* Description of the task
Extend the article on data quality for big data applications, starting right after its final sentence.

* Document segment
With promises of incredibly fast queries, many IT shops implemented one or more big data applications in combination with high-performance hardware and software suites. Results have been generally good: many installations report incredible decreases in query elapsed times, sometimes by factors of 100 or more. Such improvements translated to faster results from analytical queries as well as a better understanding of corporate data.
However, few IT enterprises followed the appropriate data governance means and methods of ensuring data quality. What ensued was data of dubious quality being loaded into these applications, calling into question the results. In this article we review data quality methods and metrics for loading big data applications.
The Big Data Environment
Medium and large IT enterprises have implemented big data applications with some success. These applications usually store data in a propriety hardware appliance that is optimized for fast analytical queries. In addition, it is common to implement big data applications integrated with the existing data warehouse environment. The reason for this is simple: data warehouses contain the dimensional data (geography, time, organizational hierarchy, product classifications, etc.) that are used for subsetting and aggregation in big data analytical queries.
The data warehouse architecture is static and time-dependent, and supports a heavy query-only workload. With these similarities, it is logical to approach data quality in this dual environment in terms of standard data warehouse flows and service level agreements (SLAs) combined with current warehouse data quality measures.
Typical warehouse performance and data quality measures include:
- Speed and volume of data extract. Data enters the warehouse from operational systems either directly or via transferred extract files. This data is collected daily via a snapshot process at the end of regular business cycles. Metrics include total data volume, CPU and elapsed time used for each data transfer. Performance results are aggregated by transfer method such as FTP, SQL, or sequential file.

* Collected material
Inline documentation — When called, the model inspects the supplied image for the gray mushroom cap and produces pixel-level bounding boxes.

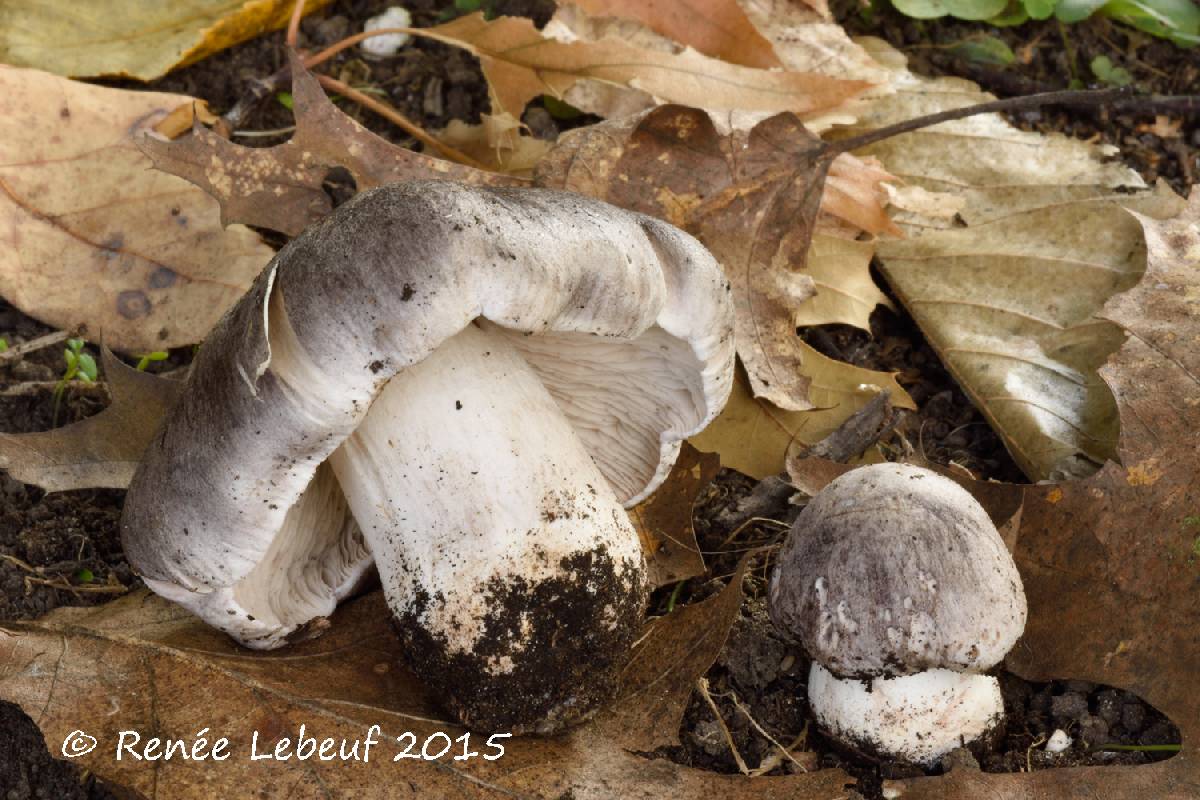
[121,181,733,730]
[769,463,1026,679]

* Result below
- Data transform resources used and errors. Data from operational systems is rarely ‘clean’. Some field values may not be known at the time of extract and may be empty or contain special indicators such as all 9s. Other fields may contain invalid data, usually resulting from the formats of extract files not matching current or recently updated operational databases. Finally, some fields may exist in a form not easily understood by analytical users; code fields are a prime example, where single letters or digits may represent different departments, categories, of status information. All of these fields must be edited, corrected or transformed into a form that can be stored efficiently and queried effectively. This process is particularly important in the case of databases, where table column attributes such as DATE or DECIMAL require data to be valid and in a specific range. Metrics include total volume of data transformed, CPU and elapsed time used during the transformation, and the categories of transformation.
- Data staging and keying. In this step, the transformed data is staged into intermediate tables, and surrogate keys are calculated and assigned to key fields. Again, metrics include CPU and elapsed time used. Another important aspect of data quality in this process is that the staging tables form the basis for populating important data warehouse fact and dimension tables. Hence, the data must be correct, valid, and verified at this point prior to the next step.
- Data load. Here, the warehouse load process is usually straightforward. Interestingly, a big data application adds another layer to this process, as the appliance used for query acceleration must be loaded as well. It is the data loaded into the appliance in proprietary format along with the multiple parallel data storage and retrieval mechanisms that permits lightning-fast query execution. Metrics here emphasize elapsed times and SLAs, since this is the final step prior to business analytics and ad hoc querying.
- Data archive. Since warehouse data is time-dependent, over time the data ages and becomes less relevant. For example, it is rare that ten-year-old sales data would be used to estimate current customer product preferences. In addition, as the warehouse grows there is a potential for poorly-written queries to run longer and longer. The same is true for a big data application, despite extremely fast query times. Finally, the bigger the database the longer it takes to back it up or recover it in case of a disaster or outage. To counteract this, the database administrator will usually implement a regular purge process to remove old or stale data. This is usually done in compliance with risk standards, as there may be retention requirements for some data. Metrics include data volume archived and summaries of what current data is of what age.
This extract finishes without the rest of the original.